W 1618 r. jezuita Juan Ferrer w Tratado de las comedias opowiada, jak to „w pewnym mieście” (prawdopodobnie ma na myśli Barcelonę) publicznie śpiewano „jedną z tych piosenek zwanych chacona” tak głośno i „z taką rozwiązłością”, że doprowadziło to do prawdziwych zamieszek, a w jakiś czas później gorsząca prezentacja escarramanu w miejscowym teatrze spowodowała masowe opuszczenie go przez oburzoną publiczność. Tu czas zauważyć, że chacona ma bliźniaczkę, z którą wspólnie poczęte zostały w awanturniczych okolicznościach w Nowym Świecie. Ta najpierwsza z sióstr to wspominana już w cytatach zarabanda. Sam Giambattista Marino w Adonisie z 1623 r. uznał „saravandę” i „ciacconę” za bliźniacze siostry ze względu na wspólne im cechy obrazoburcze: szeroko rozumianą bezbożność oraz wąsko rozumianą lubieżność (ruchy obu tańców przypominały poecie poruszenia mające miejsce podczas aktu małżeńskiego). Wśród tańców zakazanych przez Kościół to one wiodły prym i wiele uwag dotyczących zarabandy możemy odnieść i do chacony, zresztą od początków XVII w. niemal zawsze wymieniano oba ta tańce jednym tchem. Moda na zarabandę była tylko odrobinę wcześniejsza. Już w 1583 roku Filip II wydał edykt, na mocy którego mężczyźni śpiewający lub tańczący zarabandę podlegali karze dwustu batów i sześciu lat galer, kobiety zaś karano wygnaniem. Jego zakaz nie na wiele się zdał, czego dowodzą kolejne akty potępienia nieprzyzwoitej rozrywki. Juan de Mariana, jezuita i wielki wróg sztuki (co drugie jego dzieło miało w tytule słowo contra), w rozdziale swego Tratado contra los juegos públicos w całości poświęconym zarabandzie, potępił ten taniec i piosenkę, która w ciągu dwudziestu kilku lat zapuściła w Hiszpanii korzenie, będąc „tak lubieżną w swoich słowach i tak wyuzdaną w ruchach, że jest w stanie rozpalić nawet bardzo przyzwoitych ludzi”; jej gesty i słowa miały być „tym samym, co najsprośniejsze pocałunki i uściski mające miejsce w zamtuzach”. Filip III, choć sam gapił się, a może i podrygiwał przy chaconie na swoim weselu, w 1615 r. wymienił ją obok zarabandy, carreteríi i escarramanu w dekrecie zakazującym pokazywania wyuzdanych pląsów w teatrach.

Towarzyszące tym tańcom piosenki często były autotematyczne. Że chacona lubiła zajmować się sama sobą, to widzieliśmy już w El platillo Aguado. A polski poeta w pierwszym wierszu Szalonej chacony, do której będziemy co jakiś czas zaglądać, pisze: „mnich podwija habit / mniszka przerywa modlitwę / tańczą chacona”. W jedenastym: „poszli do biskupa / to jak śpiewaliście? / mówicie: chacona? / podwinął suknię / tańczył sześć godzin / chacona / i odpuścił im wszystko / vida bona / chacona”. W szesnastym: „Śpiewają nonet / mnisi / nagle jeden z nich: / vida bona! / na co inni / tak tak / niech żyje życie”.

════════════════════

__Opis zadania__
Proszę sprawdzić, czy trzy stwierdzenia oznaczone 1., 2., 3. zgadzają się z powyższym fragmentem dokumentu, i przy każdym podać „tak” lub „nie” wraz z dosłownie przytoczonymi słowami tekstu, które o tym rozstrzygają. 1. Filip II wydał w 1583 roku edykt przeciwko zarabandzie. 2. Kobiety śpiewające lub tańczące zarabandę karano dwustoma batami. 3. Filip III w 1615 roku zakazał dekretem pokazywania wyuzdanych pląsów w teatrach.

__Fragment danych__
════════════════════

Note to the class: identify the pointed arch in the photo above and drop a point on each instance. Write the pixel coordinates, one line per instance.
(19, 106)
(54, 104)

════════════════════

__Rozwiązanie zadania__
1. Tak: „Już w 1583 roku Filip II wydał edykt, na mocy którego mężczyźni śpiewający lub tańczący zarabandę podlegali karze dwustu batów i sześciu lat galer”.
2. Nie: „kobiety zaś karano wygnaniem”.
3. Tak: „w 1615 r. wymienił ją obok zarabandy, carreteríi i escarramanu w dekrecie zakazującym pokazywania wyuzdanych pląsów w teatrach”.